[Collected data entries]
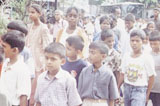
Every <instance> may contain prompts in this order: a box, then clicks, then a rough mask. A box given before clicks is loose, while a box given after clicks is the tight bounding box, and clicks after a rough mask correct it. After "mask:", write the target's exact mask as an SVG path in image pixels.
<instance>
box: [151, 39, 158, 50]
mask: <svg viewBox="0 0 160 106" xmlns="http://www.w3.org/2000/svg"><path fill="white" fill-rule="evenodd" d="M150 45H151V48H152V51H153V52H158V51H159V50H160V41H158V40H156V41H150Z"/></svg>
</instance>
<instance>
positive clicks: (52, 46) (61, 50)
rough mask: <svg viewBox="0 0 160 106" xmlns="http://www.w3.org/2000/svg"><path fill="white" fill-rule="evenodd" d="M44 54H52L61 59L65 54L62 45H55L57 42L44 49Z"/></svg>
mask: <svg viewBox="0 0 160 106" xmlns="http://www.w3.org/2000/svg"><path fill="white" fill-rule="evenodd" d="M44 52H46V53H52V54H57V55H59V56H60V57H61V58H65V54H66V51H65V47H64V46H63V44H61V43H57V42H52V43H50V44H49V45H48V46H47V47H46V48H45V50H44Z"/></svg>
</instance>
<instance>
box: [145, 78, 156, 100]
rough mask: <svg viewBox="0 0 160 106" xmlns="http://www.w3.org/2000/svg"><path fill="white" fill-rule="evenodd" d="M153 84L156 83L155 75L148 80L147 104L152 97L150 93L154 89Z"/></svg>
mask: <svg viewBox="0 0 160 106" xmlns="http://www.w3.org/2000/svg"><path fill="white" fill-rule="evenodd" d="M153 83H154V75H152V76H150V77H149V80H148V87H147V98H146V102H148V100H149V95H150V92H151V89H152V86H153Z"/></svg>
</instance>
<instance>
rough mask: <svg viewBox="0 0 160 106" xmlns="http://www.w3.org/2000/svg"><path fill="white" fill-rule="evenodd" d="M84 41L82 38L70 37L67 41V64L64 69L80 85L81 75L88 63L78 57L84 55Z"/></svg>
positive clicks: (71, 36) (66, 55) (66, 51)
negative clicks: (79, 75)
mask: <svg viewBox="0 0 160 106" xmlns="http://www.w3.org/2000/svg"><path fill="white" fill-rule="evenodd" d="M83 47H84V41H83V39H82V38H81V37H80V36H70V37H69V38H67V40H66V56H67V58H66V63H65V64H64V65H62V69H64V70H66V71H68V72H69V73H71V74H72V75H73V76H74V77H75V78H76V81H77V83H78V78H79V74H80V72H81V71H82V69H83V68H84V67H86V66H87V63H86V62H85V61H84V60H82V59H80V58H79V57H78V55H79V54H81V53H82V50H83Z"/></svg>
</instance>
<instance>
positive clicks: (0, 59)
mask: <svg viewBox="0 0 160 106" xmlns="http://www.w3.org/2000/svg"><path fill="white" fill-rule="evenodd" d="M4 58H5V54H4V49H3V47H2V46H1V45H0V64H2V63H3V60H4Z"/></svg>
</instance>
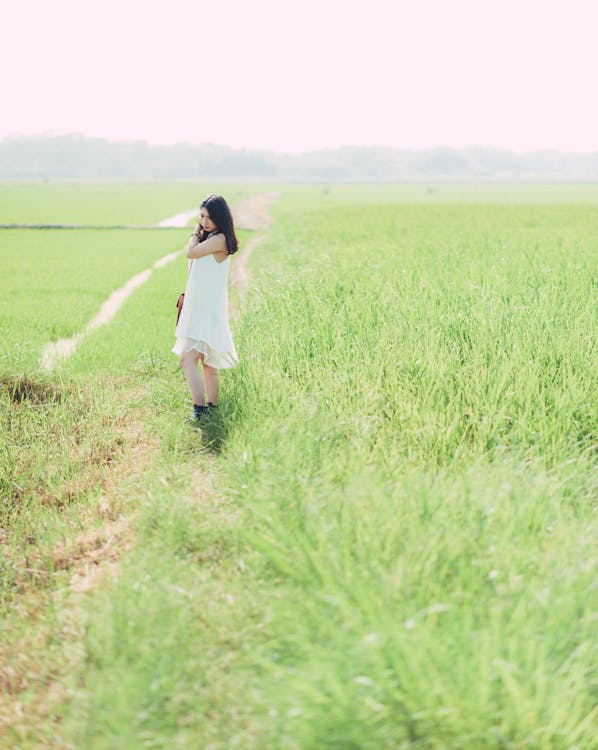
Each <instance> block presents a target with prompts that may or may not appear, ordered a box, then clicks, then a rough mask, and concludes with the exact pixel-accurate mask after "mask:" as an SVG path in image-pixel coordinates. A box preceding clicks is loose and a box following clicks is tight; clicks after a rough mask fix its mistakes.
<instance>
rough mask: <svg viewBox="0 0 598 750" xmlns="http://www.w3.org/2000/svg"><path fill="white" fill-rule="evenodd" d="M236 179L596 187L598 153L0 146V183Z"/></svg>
mask: <svg viewBox="0 0 598 750" xmlns="http://www.w3.org/2000/svg"><path fill="white" fill-rule="evenodd" d="M61 178H62V179H134V180H137V179H151V180H178V179H180V180H187V179H189V180H191V179H204V178H231V179H235V178H240V179H254V178H255V179H266V180H287V181H295V180H297V181H314V180H315V181H319V180H330V181H339V182H341V181H380V182H422V181H424V182H428V181H449V182H450V181H455V182H457V181H511V180H513V181H520V180H522V181H566V182H594V181H598V152H594V153H589V154H573V153H562V152H559V151H533V152H527V153H516V152H513V151H506V150H502V149H496V148H489V147H482V146H471V147H469V148H463V149H454V148H447V147H442V148H433V149H425V150H417V151H416V150H405V149H394V148H385V147H375V146H372V147H360V146H343V147H341V148H335V149H323V150H319V151H311V152H307V153H302V154H280V153H275V152H272V151H257V150H248V149H236V148H231V147H228V146H222V145H216V144H205V145H200V146H196V145H192V144H188V143H179V144H176V145H173V146H150V145H149V144H147V143H145V142H143V141H131V142H112V141H108V140H105V139H102V138H88V137H86V136H82V135H77V134H68V135H53V136H49V135H46V136H21V137H11V138H6V139H4V140H3V141H0V180H4V181H7V180H13V179H17V180H21V179H61Z"/></svg>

== TASK ==
Recast all of the data above as a Markdown table with two columns, Row (a running number) and Line (the line's text), skipping any blank lines. Leave the pictures out of the table.

== YOUR RESPONSE ==
| Row | Line |
|---|---|
| 1 | Every <instance> may contain prompts in this order: a box, then clicks, then a rough mask. A box given before clicks is loose, while a box given after clicks is the tight bounding box, and clicks after a rough mask correct it. After "mask:", write the target's exact mask as an SVG path in image pixels. |
| 2 | <instance> |
| 3 | box: [151, 39, 158, 50] |
| 4 | mask: <svg viewBox="0 0 160 106" xmlns="http://www.w3.org/2000/svg"><path fill="white" fill-rule="evenodd" d="M150 45H151V48H152V51H153V52H158V51H159V50H160V41H158V40H156V41H150Z"/></svg> |
| 5 | </instance> |
| 6 | <instance> |
| 7 | positive clicks: (52, 46) (61, 50) |
| 8 | rough mask: <svg viewBox="0 0 160 106" xmlns="http://www.w3.org/2000/svg"><path fill="white" fill-rule="evenodd" d="M44 54H52L61 59L65 54L62 45H55L57 42L44 49Z"/></svg> |
| 9 | mask: <svg viewBox="0 0 160 106" xmlns="http://www.w3.org/2000/svg"><path fill="white" fill-rule="evenodd" d="M44 52H46V53H52V54H57V55H59V56H60V57H61V58H65V54H66V51H65V47H64V46H63V44H61V43H57V42H52V43H50V44H49V45H48V46H47V47H46V48H45V50H44Z"/></svg> |
| 10 | </instance> |
| 11 | <instance> |
| 12 | box: [145, 78, 156, 100] |
| 13 | rough mask: <svg viewBox="0 0 160 106" xmlns="http://www.w3.org/2000/svg"><path fill="white" fill-rule="evenodd" d="M153 84L156 83L155 75L148 80L147 104L152 97L150 93L154 89Z"/></svg> |
| 14 | mask: <svg viewBox="0 0 160 106" xmlns="http://www.w3.org/2000/svg"><path fill="white" fill-rule="evenodd" d="M153 83H154V75H152V76H150V77H149V80H148V87H147V98H146V102H148V100H149V95H150V92H151V89H152V86H153Z"/></svg> |
| 15 | </instance> |
| 16 | <instance> |
| 17 | rough mask: <svg viewBox="0 0 160 106" xmlns="http://www.w3.org/2000/svg"><path fill="white" fill-rule="evenodd" d="M84 41L82 38L70 37L67 41V64L64 69L80 85L81 75L88 63L78 57L84 55Z"/></svg> |
| 18 | positive clicks: (71, 36) (66, 55) (66, 51) |
| 19 | negative clicks: (79, 75) |
| 20 | mask: <svg viewBox="0 0 160 106" xmlns="http://www.w3.org/2000/svg"><path fill="white" fill-rule="evenodd" d="M83 47H84V41H83V39H82V38H81V37H80V36H70V37H69V38H67V40H66V56H67V58H66V63H65V64H64V65H62V69H64V70H66V71H68V72H69V73H71V74H72V75H73V76H74V77H75V78H76V81H77V83H78V78H79V74H80V72H81V71H82V69H83V68H84V67H86V66H87V63H86V62H85V61H84V60H82V59H80V58H79V57H78V55H79V54H81V53H82V50H83Z"/></svg> |
| 21 | </instance> |
| 22 | <instance> |
| 23 | positive clicks: (0, 59) |
| 24 | mask: <svg viewBox="0 0 160 106" xmlns="http://www.w3.org/2000/svg"><path fill="white" fill-rule="evenodd" d="M4 58H5V54H4V49H3V47H2V46H1V45H0V64H2V63H3V60H4Z"/></svg> |
| 25 | </instance> |
| 26 | Each <instance> block presents a target with prompts that may or may not appear, ordered a box, then clicks, then a rough mask, and concludes with the exact pixel-accurate mask after "mask:" as an SVG path in image-pixel coordinates. A box preceding clicks is loose and a box following clicks is tight; clicks after a rough mask fix its mistakes. |
| 27 | <instance> |
| 28 | rough mask: <svg viewBox="0 0 598 750" xmlns="http://www.w3.org/2000/svg"><path fill="white" fill-rule="evenodd" d="M236 179L596 187L598 153L0 146V183Z"/></svg> |
| 29 | mask: <svg viewBox="0 0 598 750" xmlns="http://www.w3.org/2000/svg"><path fill="white" fill-rule="evenodd" d="M61 178H62V179H134V180H137V179H151V180H178V179H180V180H187V179H189V180H191V179H204V178H231V179H235V178H240V179H254V178H255V179H266V180H287V181H295V180H297V181H314V180H315V181H319V180H330V181H339V182H341V181H380V182H422V181H424V182H428V181H449V182H450V181H455V182H457V181H511V180H513V181H520V180H522V181H566V182H594V181H598V152H594V153H589V154H573V153H562V152H559V151H533V152H527V153H516V152H513V151H506V150H502V149H496V148H489V147H482V146H471V147H469V148H463V149H454V148H447V147H442V148H433V149H425V150H417V151H416V150H405V149H394V148H385V147H375V146H372V147H360V146H343V147H341V148H335V149H323V150H319V151H311V152H307V153H302V154H280V153H275V152H272V151H257V150H248V149H236V148H231V147H228V146H222V145H216V144H205V145H200V146H196V145H192V144H188V143H179V144H176V145H173V146H150V145H149V144H147V143H145V142H143V141H131V142H112V141H108V140H105V139H102V138H88V137H86V136H82V135H77V134H68V135H53V136H49V135H46V136H21V137H11V138H6V139H4V140H3V141H0V180H4V181H7V180H13V179H17V180H21V179H61Z"/></svg> |